- [Exercise objective]:
In the data below, locate each line with the word "bouquet" and list it.
++++ Data for analysis
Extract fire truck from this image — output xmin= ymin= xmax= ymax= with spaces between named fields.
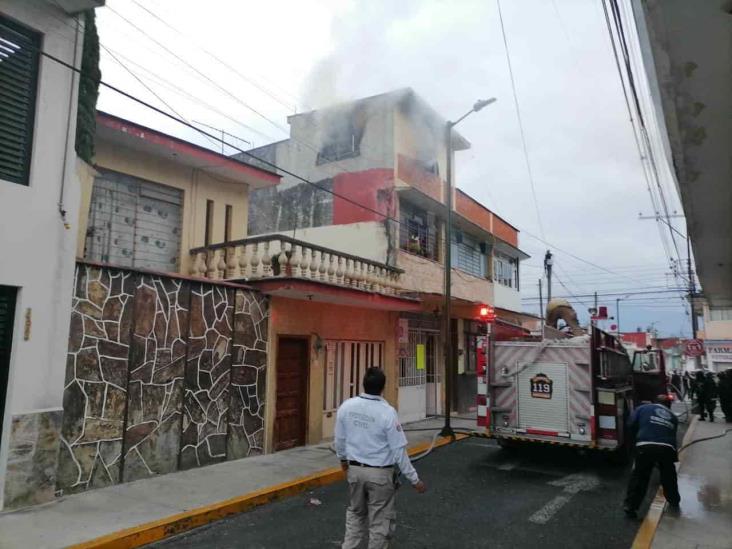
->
xmin=475 ymin=324 xmax=668 ymax=452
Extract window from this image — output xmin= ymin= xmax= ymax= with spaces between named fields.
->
xmin=224 ymin=204 xmax=233 ymax=243
xmin=494 ymin=252 xmax=519 ymax=289
xmin=0 ymin=16 xmax=40 ymax=185
xmin=399 ymin=202 xmax=439 ymax=261
xmin=315 ymin=108 xmax=365 ymax=165
xmin=205 ymin=200 xmax=214 ymax=246
xmin=451 ymin=231 xmax=486 ymax=278
xmin=709 ymin=307 xmax=732 ymax=321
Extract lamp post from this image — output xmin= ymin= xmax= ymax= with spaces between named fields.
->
xmin=441 ymin=97 xmax=496 ymax=438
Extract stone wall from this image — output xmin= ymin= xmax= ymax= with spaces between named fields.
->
xmin=55 ymin=264 xmax=269 ymax=495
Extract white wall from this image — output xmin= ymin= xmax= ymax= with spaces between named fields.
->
xmin=493 ymin=282 xmax=521 ymax=313
xmin=0 ymin=1 xmax=83 ymax=506
xmin=267 ymin=221 xmax=389 ymax=264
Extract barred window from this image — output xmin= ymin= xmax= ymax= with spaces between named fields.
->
xmin=451 ymin=231 xmax=486 ymax=278
xmin=0 ymin=15 xmax=40 ymax=185
xmin=399 ymin=201 xmax=439 ymax=261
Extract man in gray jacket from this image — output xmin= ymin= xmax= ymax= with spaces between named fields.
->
xmin=335 ymin=367 xmax=426 ymax=548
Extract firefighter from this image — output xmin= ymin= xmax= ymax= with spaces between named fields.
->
xmin=624 ymin=395 xmax=680 ymax=518
xmin=670 ymin=370 xmax=682 ymax=400
xmin=335 ymin=367 xmax=426 ymax=549
xmin=682 ymin=372 xmax=691 ymax=401
xmin=697 ymin=371 xmax=718 ymax=421
xmin=716 ymin=370 xmax=731 ymax=422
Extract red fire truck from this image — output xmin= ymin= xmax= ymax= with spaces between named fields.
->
xmin=476 ymin=326 xmax=668 ymax=452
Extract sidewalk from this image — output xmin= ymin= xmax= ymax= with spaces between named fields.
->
xmin=651 ymin=410 xmax=732 ymax=549
xmin=0 ymin=415 xmax=474 ymax=549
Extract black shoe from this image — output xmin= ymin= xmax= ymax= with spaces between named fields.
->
xmin=699 ymin=417 xmax=706 ymax=421
xmin=624 ymin=507 xmax=638 ymax=519
xmin=710 ymin=417 xmax=715 ymax=422
xmin=667 ymin=502 xmax=681 ymax=515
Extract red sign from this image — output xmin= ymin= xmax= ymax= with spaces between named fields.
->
xmin=685 ymin=339 xmax=705 ymax=357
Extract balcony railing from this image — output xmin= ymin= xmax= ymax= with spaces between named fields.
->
xmin=189 ymin=235 xmax=403 ymax=295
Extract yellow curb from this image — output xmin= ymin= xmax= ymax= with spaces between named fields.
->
xmin=68 ymin=433 xmax=468 ymax=549
xmin=631 ymin=414 xmax=699 ymax=549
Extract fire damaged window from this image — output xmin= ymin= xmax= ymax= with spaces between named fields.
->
xmin=399 ymin=201 xmax=439 ymax=260
xmin=316 ymin=107 xmax=366 ymax=165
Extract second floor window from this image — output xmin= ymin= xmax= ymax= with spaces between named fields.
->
xmin=451 ymin=231 xmax=486 ymax=278
xmin=494 ymin=252 xmax=519 ymax=289
xmin=399 ymin=202 xmax=439 ymax=261
xmin=0 ymin=15 xmax=40 ymax=186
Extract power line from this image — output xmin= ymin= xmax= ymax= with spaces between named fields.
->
xmin=495 ymin=0 xmax=546 ymax=239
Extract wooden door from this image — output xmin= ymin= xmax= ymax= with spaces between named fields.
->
xmin=274 ymin=337 xmax=309 ymax=451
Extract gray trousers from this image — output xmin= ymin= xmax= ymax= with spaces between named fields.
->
xmin=342 ymin=466 xmax=397 ymax=549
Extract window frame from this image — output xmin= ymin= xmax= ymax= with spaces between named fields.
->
xmin=0 ymin=14 xmax=41 ymax=186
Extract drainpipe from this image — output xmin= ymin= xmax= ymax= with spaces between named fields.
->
xmin=58 ymin=15 xmax=82 ymax=230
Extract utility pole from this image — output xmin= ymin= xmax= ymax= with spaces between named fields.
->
xmin=441 ymin=98 xmax=496 ymax=438
xmin=616 ymin=297 xmax=621 ymax=336
xmin=539 ymin=279 xmax=544 ymax=323
xmin=594 ymin=291 xmax=598 ymax=312
xmin=687 ymin=236 xmax=701 ymax=368
xmin=544 ymin=250 xmax=553 ymax=303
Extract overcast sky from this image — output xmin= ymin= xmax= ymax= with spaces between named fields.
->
xmin=92 ymin=0 xmax=692 ymax=336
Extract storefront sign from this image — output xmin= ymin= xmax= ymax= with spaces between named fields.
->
xmin=416 ymin=344 xmax=426 ymax=370
xmin=704 ymin=340 xmax=732 ymax=362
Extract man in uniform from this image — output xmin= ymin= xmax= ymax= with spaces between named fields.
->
xmin=623 ymin=395 xmax=680 ymax=518
xmin=335 ymin=367 xmax=426 ymax=548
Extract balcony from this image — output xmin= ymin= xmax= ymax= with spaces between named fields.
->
xmin=189 ymin=235 xmax=403 ymax=296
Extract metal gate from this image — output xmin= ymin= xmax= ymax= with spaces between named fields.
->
xmin=517 ymin=362 xmax=569 ymax=434
xmin=322 ymin=340 xmax=384 ymax=438
xmin=85 ymin=169 xmax=183 ymax=272
xmin=398 ymin=330 xmax=441 ymax=423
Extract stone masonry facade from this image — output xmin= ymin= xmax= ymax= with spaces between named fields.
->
xmin=54 ymin=263 xmax=269 ymax=495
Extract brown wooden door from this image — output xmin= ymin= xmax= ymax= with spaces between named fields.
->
xmin=274 ymin=337 xmax=309 ymax=451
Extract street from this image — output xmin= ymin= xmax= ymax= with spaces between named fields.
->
xmin=149 ymin=436 xmax=671 ymax=549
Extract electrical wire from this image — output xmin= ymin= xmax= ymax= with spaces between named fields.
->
xmin=495 ymin=0 xmax=546 ymax=239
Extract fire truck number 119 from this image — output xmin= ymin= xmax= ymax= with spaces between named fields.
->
xmin=530 ymin=374 xmax=553 ymax=399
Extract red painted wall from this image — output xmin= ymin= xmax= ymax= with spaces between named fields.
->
xmin=332 ymin=168 xmax=394 ymax=224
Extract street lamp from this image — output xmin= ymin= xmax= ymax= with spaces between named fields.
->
xmin=441 ymin=97 xmax=497 ymax=438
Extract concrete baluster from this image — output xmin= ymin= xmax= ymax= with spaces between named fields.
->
xmin=261 ymin=241 xmax=272 ymax=277
xmin=239 ymin=244 xmax=251 ymax=278
xmin=335 ymin=256 xmax=345 ymax=284
xmin=278 ymin=240 xmax=289 ymax=277
xmin=250 ymin=243 xmax=261 ymax=279
xmin=310 ymin=250 xmax=320 ymax=280
xmin=301 ymin=247 xmax=312 ymax=279
xmin=226 ymin=246 xmax=238 ymax=278
xmin=291 ymin=244 xmax=303 ymax=277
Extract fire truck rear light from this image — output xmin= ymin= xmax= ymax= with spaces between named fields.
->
xmin=579 ymin=426 xmax=586 ymax=435
xmin=667 ymin=393 xmax=675 ymax=401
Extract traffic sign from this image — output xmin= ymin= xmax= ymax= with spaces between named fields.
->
xmin=685 ymin=339 xmax=704 ymax=357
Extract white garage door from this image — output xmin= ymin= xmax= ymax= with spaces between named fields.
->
xmin=517 ymin=362 xmax=569 ymax=433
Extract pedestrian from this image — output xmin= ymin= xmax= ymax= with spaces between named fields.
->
xmin=701 ymin=371 xmax=718 ymax=421
xmin=717 ymin=370 xmax=732 ymax=422
xmin=335 ymin=367 xmax=426 ymax=549
xmin=682 ymin=372 xmax=691 ymax=401
xmin=717 ymin=370 xmax=732 ymax=421
xmin=623 ymin=395 xmax=680 ymax=518
xmin=670 ymin=370 xmax=682 ymax=400
xmin=695 ymin=371 xmax=708 ymax=420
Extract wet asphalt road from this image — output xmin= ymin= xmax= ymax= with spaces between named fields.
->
xmin=148 ymin=431 xmax=687 ymax=549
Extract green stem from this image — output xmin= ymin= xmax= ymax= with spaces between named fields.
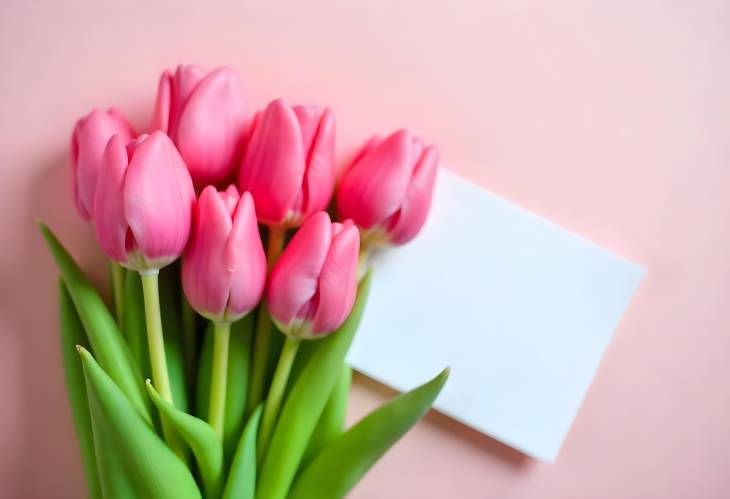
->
xmin=109 ymin=261 xmax=125 ymax=328
xmin=208 ymin=321 xmax=231 ymax=440
xmin=257 ymin=336 xmax=300 ymax=463
xmin=246 ymin=226 xmax=286 ymax=417
xmin=140 ymin=271 xmax=186 ymax=460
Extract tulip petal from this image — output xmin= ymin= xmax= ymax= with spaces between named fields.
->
xmin=124 ymin=132 xmax=195 ymax=266
xmin=311 ymin=223 xmax=359 ymax=335
xmin=386 ymin=145 xmax=440 ymax=245
xmin=93 ymin=134 xmax=131 ymax=264
xmin=225 ymin=191 xmax=267 ymax=320
xmin=183 ymin=186 xmax=234 ymax=320
xmin=267 ymin=212 xmax=331 ymax=328
xmin=239 ymin=100 xmax=304 ymax=225
xmin=150 ymin=70 xmax=173 ymax=133
xmin=302 ymin=108 xmax=335 ymax=218
xmin=336 ymin=129 xmax=414 ymax=229
xmin=176 ymin=67 xmax=246 ymax=185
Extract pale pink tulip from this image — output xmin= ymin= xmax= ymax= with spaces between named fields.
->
xmin=71 ymin=109 xmax=134 ymax=220
xmin=93 ymin=131 xmax=195 ymax=272
xmin=239 ymin=99 xmax=335 ymax=227
xmin=151 ymin=65 xmax=247 ymax=187
xmin=267 ymin=212 xmax=359 ymax=338
xmin=182 ymin=186 xmax=267 ymax=323
xmin=336 ymin=129 xmax=439 ymax=246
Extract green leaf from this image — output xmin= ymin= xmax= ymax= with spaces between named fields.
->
xmin=223 ymin=405 xmax=263 ymax=499
xmin=289 ymin=368 xmax=449 ymax=499
xmin=196 ymin=317 xmax=253 ymax=464
xmin=122 ymin=271 xmax=149 ymax=378
xmin=146 ymin=381 xmax=223 ymax=499
xmin=159 ymin=265 xmax=188 ymax=412
xmin=255 ymin=273 xmax=372 ymax=499
xmin=59 ymin=281 xmax=102 ymax=499
xmin=302 ymin=364 xmax=352 ymax=467
xmin=78 ymin=347 xmax=201 ymax=499
xmin=39 ymin=222 xmax=151 ymax=423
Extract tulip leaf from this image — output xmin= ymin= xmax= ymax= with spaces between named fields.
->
xmin=255 ymin=273 xmax=372 ymax=499
xmin=302 ymin=364 xmax=352 ymax=467
xmin=122 ymin=270 xmax=149 ymax=378
xmin=222 ymin=405 xmax=263 ymax=499
xmin=146 ymin=381 xmax=223 ymax=499
xmin=78 ymin=347 xmax=201 ymax=499
xmin=159 ymin=265 xmax=188 ymax=412
xmin=39 ymin=222 xmax=151 ymax=423
xmin=59 ymin=281 xmax=102 ymax=499
xmin=288 ymin=368 xmax=449 ymax=499
xmin=196 ymin=316 xmax=253 ymax=463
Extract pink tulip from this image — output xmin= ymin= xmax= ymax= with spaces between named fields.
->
xmin=336 ymin=129 xmax=439 ymax=246
xmin=151 ymin=65 xmax=247 ymax=187
xmin=93 ymin=131 xmax=195 ymax=272
xmin=267 ymin=212 xmax=359 ymax=338
xmin=182 ymin=186 xmax=267 ymax=323
xmin=239 ymin=99 xmax=335 ymax=227
xmin=71 ymin=109 xmax=134 ymax=220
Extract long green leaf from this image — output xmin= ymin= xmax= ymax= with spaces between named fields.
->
xmin=79 ymin=347 xmax=201 ymax=499
xmin=302 ymin=364 xmax=352 ymax=466
xmin=39 ymin=222 xmax=151 ymax=422
xmin=223 ymin=405 xmax=263 ymax=499
xmin=289 ymin=368 xmax=449 ymax=499
xmin=196 ymin=316 xmax=253 ymax=463
xmin=146 ymin=381 xmax=223 ymax=499
xmin=122 ymin=270 xmax=148 ymax=378
xmin=59 ymin=281 xmax=102 ymax=499
xmin=255 ymin=273 xmax=372 ymax=499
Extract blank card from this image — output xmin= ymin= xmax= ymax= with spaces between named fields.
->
xmin=347 ymin=169 xmax=644 ymax=462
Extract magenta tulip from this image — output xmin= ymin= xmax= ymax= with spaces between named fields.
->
xmin=151 ymin=65 xmax=247 ymax=187
xmin=93 ymin=131 xmax=195 ymax=272
xmin=239 ymin=99 xmax=335 ymax=227
xmin=182 ymin=186 xmax=267 ymax=323
xmin=336 ymin=129 xmax=439 ymax=246
xmin=267 ymin=212 xmax=359 ymax=339
xmin=71 ymin=109 xmax=134 ymax=220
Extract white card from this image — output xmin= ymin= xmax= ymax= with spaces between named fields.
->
xmin=347 ymin=169 xmax=644 ymax=462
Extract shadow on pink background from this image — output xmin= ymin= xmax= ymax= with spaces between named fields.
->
xmin=1 ymin=1 xmax=729 ymax=498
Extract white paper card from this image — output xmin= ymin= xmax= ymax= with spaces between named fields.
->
xmin=347 ymin=169 xmax=644 ymax=462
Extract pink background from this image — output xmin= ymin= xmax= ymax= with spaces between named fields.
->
xmin=1 ymin=1 xmax=729 ymax=497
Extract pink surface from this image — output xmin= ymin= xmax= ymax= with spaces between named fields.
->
xmin=1 ymin=1 xmax=729 ymax=498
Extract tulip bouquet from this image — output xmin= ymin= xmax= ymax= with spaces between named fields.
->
xmin=41 ymin=65 xmax=447 ymax=499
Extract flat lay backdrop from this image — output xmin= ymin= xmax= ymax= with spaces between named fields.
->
xmin=1 ymin=1 xmax=729 ymax=498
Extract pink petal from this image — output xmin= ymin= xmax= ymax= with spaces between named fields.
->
xmin=150 ymin=70 xmax=173 ymax=133
xmin=124 ymin=132 xmax=195 ymax=265
xmin=92 ymin=134 xmax=130 ymax=263
xmin=310 ymin=221 xmax=360 ymax=335
xmin=182 ymin=186 xmax=234 ymax=319
xmin=224 ymin=191 xmax=267 ymax=320
xmin=239 ymin=99 xmax=304 ymax=225
xmin=267 ymin=212 xmax=332 ymax=327
xmin=336 ymin=129 xmax=415 ymax=229
xmin=169 ymin=65 xmax=206 ymax=136
xmin=176 ymin=67 xmax=247 ymax=186
xmin=387 ymin=145 xmax=440 ymax=245
xmin=302 ymin=107 xmax=335 ymax=218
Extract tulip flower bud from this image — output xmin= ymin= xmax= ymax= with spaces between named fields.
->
xmin=182 ymin=186 xmax=267 ymax=323
xmin=151 ymin=65 xmax=247 ymax=187
xmin=267 ymin=212 xmax=359 ymax=339
xmin=93 ymin=131 xmax=195 ymax=272
xmin=336 ymin=129 xmax=439 ymax=246
xmin=71 ymin=109 xmax=134 ymax=220
xmin=239 ymin=99 xmax=335 ymax=227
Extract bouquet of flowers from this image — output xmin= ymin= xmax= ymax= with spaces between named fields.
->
xmin=41 ymin=64 xmax=447 ymax=499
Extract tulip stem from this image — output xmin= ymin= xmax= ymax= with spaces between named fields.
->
xmin=257 ymin=336 xmax=300 ymax=463
xmin=140 ymin=270 xmax=187 ymax=460
xmin=108 ymin=261 xmax=125 ymax=327
xmin=246 ymin=226 xmax=287 ymax=417
xmin=209 ymin=321 xmax=231 ymax=440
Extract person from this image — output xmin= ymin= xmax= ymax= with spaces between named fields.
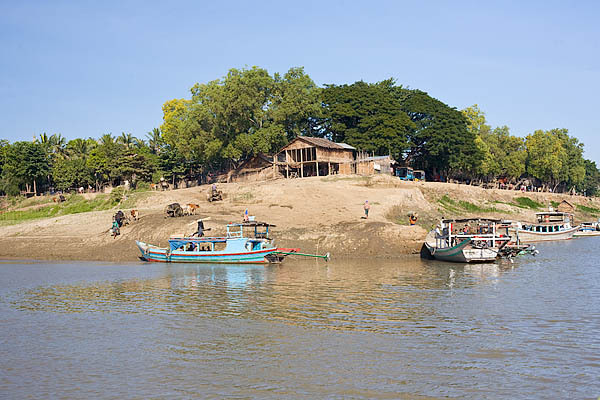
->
xmin=196 ymin=219 xmax=205 ymax=237
xmin=244 ymin=209 xmax=249 ymax=222
xmin=409 ymin=213 xmax=418 ymax=225
xmin=111 ymin=217 xmax=120 ymax=238
xmin=363 ymin=201 xmax=370 ymax=219
xmin=212 ymin=184 xmax=217 ymax=194
xmin=463 ymin=224 xmax=470 ymax=234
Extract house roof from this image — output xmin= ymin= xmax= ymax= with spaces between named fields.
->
xmin=281 ymin=136 xmax=355 ymax=151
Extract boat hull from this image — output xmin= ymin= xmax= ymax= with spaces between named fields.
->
xmin=508 ymin=226 xmax=578 ymax=242
xmin=573 ymin=230 xmax=600 ymax=237
xmin=425 ymin=237 xmax=498 ymax=263
xmin=136 ymin=241 xmax=277 ymax=264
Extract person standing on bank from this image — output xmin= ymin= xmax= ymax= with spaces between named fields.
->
xmin=196 ymin=219 xmax=205 ymax=237
xmin=364 ymin=200 xmax=370 ymax=219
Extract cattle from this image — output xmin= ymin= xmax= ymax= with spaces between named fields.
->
xmin=130 ymin=209 xmax=139 ymax=221
xmin=114 ymin=210 xmax=126 ymax=227
xmin=165 ymin=203 xmax=184 ymax=217
xmin=183 ymin=203 xmax=200 ymax=215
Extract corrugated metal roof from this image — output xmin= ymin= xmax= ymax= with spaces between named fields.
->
xmin=337 ymin=143 xmax=356 ymax=150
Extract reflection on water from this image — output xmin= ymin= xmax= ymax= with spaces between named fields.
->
xmin=12 ymin=258 xmax=520 ymax=334
xmin=2 ymin=240 xmax=600 ymax=399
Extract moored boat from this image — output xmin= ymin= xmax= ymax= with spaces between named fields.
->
xmin=507 ymin=212 xmax=579 ymax=242
xmin=137 ymin=222 xmax=297 ymax=264
xmin=574 ymin=221 xmax=600 ymax=237
xmin=424 ymin=218 xmax=511 ymax=263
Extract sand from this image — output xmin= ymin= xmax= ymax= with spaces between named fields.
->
xmin=1 ymin=175 xmax=597 ymax=262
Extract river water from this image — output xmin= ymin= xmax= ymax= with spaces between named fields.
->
xmin=1 ymin=239 xmax=599 ymax=399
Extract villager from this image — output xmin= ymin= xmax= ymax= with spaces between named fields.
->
xmin=409 ymin=213 xmax=418 ymax=225
xmin=364 ymin=201 xmax=370 ymax=219
xmin=196 ymin=219 xmax=205 ymax=237
xmin=111 ymin=218 xmax=120 ymax=238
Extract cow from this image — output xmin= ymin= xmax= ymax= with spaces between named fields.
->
xmin=185 ymin=203 xmax=200 ymax=215
xmin=130 ymin=209 xmax=139 ymax=221
xmin=165 ymin=203 xmax=183 ymax=217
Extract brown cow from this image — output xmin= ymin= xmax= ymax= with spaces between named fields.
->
xmin=185 ymin=203 xmax=200 ymax=215
xmin=130 ymin=209 xmax=139 ymax=221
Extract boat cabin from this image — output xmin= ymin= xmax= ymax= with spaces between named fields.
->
xmin=434 ymin=218 xmax=507 ymax=249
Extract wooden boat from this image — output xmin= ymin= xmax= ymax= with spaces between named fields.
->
xmin=507 ymin=212 xmax=579 ymax=242
xmin=424 ymin=218 xmax=511 ymax=263
xmin=574 ymin=221 xmax=600 ymax=237
xmin=136 ymin=222 xmax=297 ymax=264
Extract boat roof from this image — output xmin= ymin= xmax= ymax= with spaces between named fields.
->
xmin=442 ymin=217 xmax=502 ymax=223
xmin=535 ymin=211 xmax=571 ymax=216
xmin=227 ymin=221 xmax=276 ymax=227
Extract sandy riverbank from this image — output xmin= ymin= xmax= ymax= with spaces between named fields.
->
xmin=1 ymin=175 xmax=598 ymax=262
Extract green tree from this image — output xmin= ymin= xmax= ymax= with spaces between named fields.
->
xmin=52 ymin=157 xmax=95 ymax=191
xmin=577 ymin=159 xmax=600 ymax=196
xmin=1 ymin=141 xmax=49 ymax=194
xmin=320 ymin=79 xmax=414 ymax=159
xmin=400 ymin=90 xmax=482 ymax=177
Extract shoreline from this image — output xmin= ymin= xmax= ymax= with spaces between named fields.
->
xmin=1 ymin=175 xmax=598 ymax=263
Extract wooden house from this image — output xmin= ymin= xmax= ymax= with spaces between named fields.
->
xmin=557 ymin=200 xmax=575 ymax=214
xmin=275 ymin=137 xmax=356 ymax=178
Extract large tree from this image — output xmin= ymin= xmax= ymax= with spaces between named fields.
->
xmin=320 ymin=79 xmax=414 ymax=159
xmin=161 ymin=66 xmax=321 ymax=171
xmin=400 ymin=90 xmax=482 ymax=177
xmin=1 ymin=141 xmax=49 ymax=194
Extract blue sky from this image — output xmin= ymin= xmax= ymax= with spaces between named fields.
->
xmin=1 ymin=0 xmax=598 ymax=162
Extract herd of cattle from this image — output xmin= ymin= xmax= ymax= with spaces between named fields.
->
xmin=165 ymin=203 xmax=200 ymax=218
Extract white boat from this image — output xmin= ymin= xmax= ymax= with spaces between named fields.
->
xmin=507 ymin=212 xmax=579 ymax=242
xmin=574 ymin=221 xmax=600 ymax=237
xmin=424 ymin=218 xmax=511 ymax=263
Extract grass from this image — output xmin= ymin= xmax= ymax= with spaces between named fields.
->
xmin=512 ymin=196 xmax=543 ymax=210
xmin=438 ymin=194 xmax=500 ymax=214
xmin=0 ymin=194 xmax=114 ymax=226
xmin=577 ymin=204 xmax=600 ymax=216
++++++++
- [Written answer]:
Extract tulip bouquet from this image — output xmin= ymin= xmax= ymax= with spaces between named fields.
Extract bouquet of flowers from this image — output xmin= ymin= xmax= ymax= with spaces between named fields.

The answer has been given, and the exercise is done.